> **Problems**:
A. Answer these questions from the forum thread about the XS regex function:
(i) On which Perl versions did Podmaster find that the code works fine?
(ii) On Win32 with nmake.exe, which file must be patched, and to use what instead of make?
(iii) Where in the script is the line to change?
B. Pick up the forum thread about the XS regex function and continue it from its last line.

Re: Code critique XS function for extracting a blessed regex's pattern.
by demerphq (Chancellor) on Feb 05, 2003 at 13:43 UTC
    Podmaster has kindly informed me that this code works fine on 5.7 and 5.8.

    He also pointed out that I should mention that on Win32 if you have nmake.exe that you will need to patch the makefile.pl that comes with Scalar::Util so that it uses nmake instead of make. (Almost the last line in the script.) Othwerwise it will fail a pretest and claim incorrectly that the code can't be built on your system.

    --- demerphq
    my friends call me, usually because I'm late....

Re: Code critique XS function for extracting a blessed regex's pattern.

> **Material**:
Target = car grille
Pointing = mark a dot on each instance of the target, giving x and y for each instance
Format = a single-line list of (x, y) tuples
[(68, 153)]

> **Exercise responses**:
A.
(i) 5.7 and 5.8.
(ii) The makefile.pl that comes with Scalar::Util, so that it uses nmake.
(iii) Almost the last line.

B.
by jryan (Vicar) on Feb 05, 2003 at 22:00 UTC

    The problem is with your initial code. Bless expects a reference, and a "regex object" is just a string. If you pass a string to bless, it will force the string to become a reference, and that is why you get something that looks likeFoo=SCALAR(0x1acf020). However, if you pass bless a reference to the "regex object", then everything is fine. Observe:

    my $qr=qr/^normal$/; my $bqr=bless \(qr/^blessed$/),"Foo"; print "Normal : $qr\n"; print "Blessed: $$bqr\n";
      Bless expects a reference, and a "regex object" is just a string.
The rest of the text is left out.